→ EXCERPT
+===+

Thursday, January 27, 2011

Time to take off the floaties...

Recently, as this Texas girl has been learning to ski, I’ve had some flashbacks to some of my earliest memories, especially where my parents were trying to teach me something, such as how to ride a bike or how to swim. As my husband waits patiently for me to carefully (therefore, slowly and timidly) make my way down a run skiing, I think back to my parents and learning how to swim. I would start on one end and they would be a few feet away, slowly backing up so I would have to swim a little farther each time, but never too far that if I started to freak out they wouldn’t be right there to catch me. Skiing’s the same way now, 20 years later. Now (even as much as I want to) I don’t ski between someone’s legs or on a rope to guide me like the little kids do, I do have to experience it on my own, or else I'll never get it. Andy waits for me, skiing a little farther and farther down so I don’t stop, but keep going instead. Yet, even though he is challenging me in my fear (heading straight down a mountain going 100mph), if I were to fall or something, he would be right there to help me up.   Just knowing that helps in my confidence to even try.

Crazy enough, God is the exact same way, but even more so. He so desires us to have this incredible life and relationship with Him. Throughout our life situations and circumstances he is pushing us and breaking us to bring us closer to him. It seems so hard at times, like the end goal is impossible. We just want to quit – give up. We don’t want to go on, because really, is it even worth it? God however, is standing right there as the ultimate parent, the ultimate Savior.  We may fall, yes, but he is right there to pick us back up and tell us to keep going. He sustains us. He gives us strength. He allows us to carry on, even when the “impossible” looms in front of us.

+===+

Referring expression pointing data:
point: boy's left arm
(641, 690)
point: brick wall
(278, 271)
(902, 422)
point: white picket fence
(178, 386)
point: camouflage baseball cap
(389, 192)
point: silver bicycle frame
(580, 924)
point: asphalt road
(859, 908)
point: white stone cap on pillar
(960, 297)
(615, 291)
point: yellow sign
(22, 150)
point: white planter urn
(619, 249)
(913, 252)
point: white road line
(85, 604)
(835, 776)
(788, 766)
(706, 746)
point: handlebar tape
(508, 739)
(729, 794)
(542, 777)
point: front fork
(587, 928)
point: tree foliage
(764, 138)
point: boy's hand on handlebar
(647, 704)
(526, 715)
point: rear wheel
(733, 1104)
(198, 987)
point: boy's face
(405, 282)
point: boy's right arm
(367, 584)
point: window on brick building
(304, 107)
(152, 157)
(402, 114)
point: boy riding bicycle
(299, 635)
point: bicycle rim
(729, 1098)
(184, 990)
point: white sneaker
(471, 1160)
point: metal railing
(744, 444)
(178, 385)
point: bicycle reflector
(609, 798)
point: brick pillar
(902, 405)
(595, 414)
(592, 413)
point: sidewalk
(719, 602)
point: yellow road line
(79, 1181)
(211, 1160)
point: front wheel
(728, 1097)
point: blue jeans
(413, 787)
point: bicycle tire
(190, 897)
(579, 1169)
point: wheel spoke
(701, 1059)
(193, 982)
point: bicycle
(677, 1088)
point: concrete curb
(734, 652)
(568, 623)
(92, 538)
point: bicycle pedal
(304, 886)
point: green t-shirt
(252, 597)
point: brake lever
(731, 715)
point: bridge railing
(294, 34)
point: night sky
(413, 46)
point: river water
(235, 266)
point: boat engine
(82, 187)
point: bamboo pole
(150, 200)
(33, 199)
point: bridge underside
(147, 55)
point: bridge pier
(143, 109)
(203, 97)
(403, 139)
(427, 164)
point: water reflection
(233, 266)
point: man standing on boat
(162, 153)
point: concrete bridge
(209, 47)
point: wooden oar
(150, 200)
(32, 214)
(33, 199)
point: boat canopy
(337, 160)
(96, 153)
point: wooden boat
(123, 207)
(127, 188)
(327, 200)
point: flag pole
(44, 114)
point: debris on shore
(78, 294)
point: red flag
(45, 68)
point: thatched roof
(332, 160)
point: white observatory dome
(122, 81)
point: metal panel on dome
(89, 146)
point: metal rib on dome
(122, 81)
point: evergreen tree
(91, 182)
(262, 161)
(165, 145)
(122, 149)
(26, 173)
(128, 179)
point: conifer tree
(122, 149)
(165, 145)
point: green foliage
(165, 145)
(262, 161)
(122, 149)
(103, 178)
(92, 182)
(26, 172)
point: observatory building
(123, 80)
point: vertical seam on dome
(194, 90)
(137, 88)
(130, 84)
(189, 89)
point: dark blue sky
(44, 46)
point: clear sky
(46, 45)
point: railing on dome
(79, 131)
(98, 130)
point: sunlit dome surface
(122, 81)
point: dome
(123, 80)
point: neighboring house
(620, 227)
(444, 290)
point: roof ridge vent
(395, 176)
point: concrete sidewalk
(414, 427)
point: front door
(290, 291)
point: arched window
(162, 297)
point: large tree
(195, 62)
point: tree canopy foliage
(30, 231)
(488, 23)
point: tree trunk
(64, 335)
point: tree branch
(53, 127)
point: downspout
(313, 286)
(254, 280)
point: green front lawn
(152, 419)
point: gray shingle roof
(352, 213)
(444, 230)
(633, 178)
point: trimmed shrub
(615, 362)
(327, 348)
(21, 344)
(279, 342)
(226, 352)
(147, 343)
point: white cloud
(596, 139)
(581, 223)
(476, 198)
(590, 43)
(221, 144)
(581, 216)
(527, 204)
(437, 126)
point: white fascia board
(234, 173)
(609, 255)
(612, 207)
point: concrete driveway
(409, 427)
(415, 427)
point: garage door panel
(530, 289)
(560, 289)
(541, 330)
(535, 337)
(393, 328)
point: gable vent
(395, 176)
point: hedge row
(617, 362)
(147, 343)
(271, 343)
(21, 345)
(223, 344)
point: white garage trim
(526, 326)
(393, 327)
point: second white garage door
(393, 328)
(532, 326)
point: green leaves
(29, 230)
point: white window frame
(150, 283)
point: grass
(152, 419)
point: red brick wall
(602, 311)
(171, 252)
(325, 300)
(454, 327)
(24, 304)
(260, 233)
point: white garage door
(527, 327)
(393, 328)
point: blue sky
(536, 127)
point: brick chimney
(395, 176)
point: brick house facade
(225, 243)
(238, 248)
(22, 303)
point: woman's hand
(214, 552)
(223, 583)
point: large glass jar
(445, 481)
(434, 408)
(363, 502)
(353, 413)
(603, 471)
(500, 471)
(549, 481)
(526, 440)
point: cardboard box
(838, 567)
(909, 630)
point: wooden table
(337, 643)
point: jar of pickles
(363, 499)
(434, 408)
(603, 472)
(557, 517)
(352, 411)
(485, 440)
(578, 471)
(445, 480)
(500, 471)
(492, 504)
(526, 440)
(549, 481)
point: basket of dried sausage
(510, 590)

+===+

Copy the stretch of the blog post about learning to ski from "Crazy enough, God" through "front of us.", word for word.

Crazy enough, God is the exact same way, but even more so. He so desires us to have this incredible life and relationship with Him. Throughout our life situations and circumstances he is pushing us and breaking us to bring us closer to him. It seems so hard at times, like the end goal is impossible. We just want to quit – give up. We don’t want to go on, because really, is it even worth it? God however, is standing right there as the ultimate parent, the ultimate Savior.  We may fall, yes, but he is right there to pick us back up and tell us to keep going. He sustains us. He gives us strength. He allows us to carry on, even when the “impossible” looms in front of us.